Please output the rows below verbatim, from the line with "notation: point(235, 262)." up to and including the line with "point(137, 170)", and nothing else.

——

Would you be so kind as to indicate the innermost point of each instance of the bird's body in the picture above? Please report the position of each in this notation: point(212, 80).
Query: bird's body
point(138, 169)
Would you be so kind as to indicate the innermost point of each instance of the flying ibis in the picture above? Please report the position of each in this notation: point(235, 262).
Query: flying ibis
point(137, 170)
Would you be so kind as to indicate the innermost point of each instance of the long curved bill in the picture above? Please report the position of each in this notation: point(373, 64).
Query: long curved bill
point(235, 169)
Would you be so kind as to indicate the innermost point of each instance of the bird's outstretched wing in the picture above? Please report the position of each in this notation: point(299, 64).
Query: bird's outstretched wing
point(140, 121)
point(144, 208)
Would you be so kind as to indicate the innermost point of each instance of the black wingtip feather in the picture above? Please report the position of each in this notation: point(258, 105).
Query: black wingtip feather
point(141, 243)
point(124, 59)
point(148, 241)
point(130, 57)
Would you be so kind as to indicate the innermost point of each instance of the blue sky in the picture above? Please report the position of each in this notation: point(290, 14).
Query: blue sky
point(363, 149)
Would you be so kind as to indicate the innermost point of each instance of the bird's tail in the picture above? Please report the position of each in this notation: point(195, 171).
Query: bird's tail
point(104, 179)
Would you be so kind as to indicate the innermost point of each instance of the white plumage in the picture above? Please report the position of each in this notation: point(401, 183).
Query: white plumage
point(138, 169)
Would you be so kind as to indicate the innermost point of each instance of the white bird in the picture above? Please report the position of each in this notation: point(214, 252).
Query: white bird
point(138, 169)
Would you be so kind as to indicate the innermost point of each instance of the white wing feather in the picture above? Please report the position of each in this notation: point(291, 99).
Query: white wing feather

——

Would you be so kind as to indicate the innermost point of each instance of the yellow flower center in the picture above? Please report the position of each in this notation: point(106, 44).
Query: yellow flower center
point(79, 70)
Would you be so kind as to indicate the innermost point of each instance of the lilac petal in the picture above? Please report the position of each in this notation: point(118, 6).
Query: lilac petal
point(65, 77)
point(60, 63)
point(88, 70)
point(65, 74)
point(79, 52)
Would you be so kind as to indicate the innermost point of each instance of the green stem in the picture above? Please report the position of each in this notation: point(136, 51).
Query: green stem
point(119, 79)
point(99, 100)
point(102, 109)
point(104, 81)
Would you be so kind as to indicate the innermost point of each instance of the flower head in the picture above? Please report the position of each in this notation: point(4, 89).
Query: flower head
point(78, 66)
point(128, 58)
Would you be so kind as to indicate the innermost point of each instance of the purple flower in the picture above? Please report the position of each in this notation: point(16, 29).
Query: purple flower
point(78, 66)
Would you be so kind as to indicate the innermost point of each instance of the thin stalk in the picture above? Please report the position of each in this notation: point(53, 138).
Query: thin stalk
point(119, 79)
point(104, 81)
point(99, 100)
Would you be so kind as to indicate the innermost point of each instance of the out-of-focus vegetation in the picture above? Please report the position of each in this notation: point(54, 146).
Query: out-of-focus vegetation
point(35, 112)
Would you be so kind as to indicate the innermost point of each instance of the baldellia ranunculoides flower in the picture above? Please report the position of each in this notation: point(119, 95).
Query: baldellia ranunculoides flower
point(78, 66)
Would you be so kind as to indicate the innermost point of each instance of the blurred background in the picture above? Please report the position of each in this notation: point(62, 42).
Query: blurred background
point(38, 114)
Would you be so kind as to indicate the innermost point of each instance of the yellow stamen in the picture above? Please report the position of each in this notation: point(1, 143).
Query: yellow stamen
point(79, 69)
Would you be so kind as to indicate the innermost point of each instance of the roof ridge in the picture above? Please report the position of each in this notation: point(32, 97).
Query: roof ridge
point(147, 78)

——

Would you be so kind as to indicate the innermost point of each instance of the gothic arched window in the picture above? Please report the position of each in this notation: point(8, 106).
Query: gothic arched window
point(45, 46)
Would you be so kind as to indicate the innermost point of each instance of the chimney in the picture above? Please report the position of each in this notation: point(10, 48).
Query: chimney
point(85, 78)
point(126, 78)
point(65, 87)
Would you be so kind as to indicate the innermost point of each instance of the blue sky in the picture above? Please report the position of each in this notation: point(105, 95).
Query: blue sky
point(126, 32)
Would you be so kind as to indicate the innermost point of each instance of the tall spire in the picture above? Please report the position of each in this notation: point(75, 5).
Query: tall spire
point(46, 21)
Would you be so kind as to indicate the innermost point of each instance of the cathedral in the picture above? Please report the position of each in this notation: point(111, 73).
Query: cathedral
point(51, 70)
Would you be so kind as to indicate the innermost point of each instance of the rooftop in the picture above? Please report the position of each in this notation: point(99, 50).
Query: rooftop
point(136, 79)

——

## OUTPUT
Would you be so kind as to indicate the innermost point of each instance of the flying ibis in the picture above? Please report the position of each in this notation: point(235, 262).
Query: flying ibis
point(137, 170)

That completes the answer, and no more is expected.